La crisis del Bicentenario
“Si nuestra transición comienza un año 1990, el ciclo de hace cien años empieza en 1891”.
Son sorprendentes los paralelos entre el “ciclo” político que va de la transición al momento actual y un ciclo ocurrido alrededor de cien años antes.
Si nuestra transición comienza un año 1990, el ciclo de hace cien años empieza en 1891, tras el fin de la Guerra Civil.
Ambos procesos llegan a su momento de diagnóstico en instantes parecidos: nosotros en 2011, con las movilizaciones estudiantiles y sociales. La llamada “Generación del Centenario” evidencia la crisis de su época justo en el momento de las celebraciones, desde 1910 en adelante.
Ambos procesos se relacionan con una clase social que irrumpe en la vida nacional. Si la crisis del Centenario coincide con la emergencia del proletariado, la crisis actual tiene que ver con la aparición de una creciente clase media, que en 1990 era alrededor de un 20%, y hoy es cerca de un 50% (Banco Mundial 2012).
En ambos casos el diagnóstico presenta similitudes. Encina describe la crisis del Centenario como un malestar profundo debido a la inadecuación entre las nuevas pulsiones y anhelos de los sectores emergentes y la institucionalidad. De los chilenos del Bicentenario sabemos que son felices en la esfera íntima; no, en cambio, cuando deben interactuar en el mercado y el Estado. O sea, hay, también, algo parecido a una inadecuación entre pulsiones e institucionalidad (encuesta PNUD 2012).

▶ _Datos proporcionados_

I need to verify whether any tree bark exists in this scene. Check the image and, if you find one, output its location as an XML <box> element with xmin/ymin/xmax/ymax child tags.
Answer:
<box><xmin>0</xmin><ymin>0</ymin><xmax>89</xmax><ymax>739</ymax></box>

▶ _Tarea pendiente_
Prolonga el texto sobre la crisis del Bicentenario a partir de su última oración.

▶ _Espacio de respuesta_
Y si en 1910 se hablaba de una oligarquía, esto es, de una élite que era incapaz de comprender la situación y darle una salida plena de sentido, algo similar se dice —y no siempre con exageración— de la actual clase dirigente.
En 1910 se evidenciaban signos preocupantes de corrupción. En el período que se cerraba, había predominado una mentalidad mercantilista. En nuestros políticos de la transición, prevalece la atención a los asuntos económicos. La corrupción —piénsese en el financiamiento de los partidos— se hace presente también al final de nuestro ciclo.
Con severos desórdenes terminó el ciclo de un siglo atrás. Manifestaciones, ruido de sables, golpes, dictaduras, matanzas; la crisis, superada recién desde la segunda mitad o quizás hacia fines de los años 30. Fueron, en todo caso, más de diez los años de inestabilidad profunda.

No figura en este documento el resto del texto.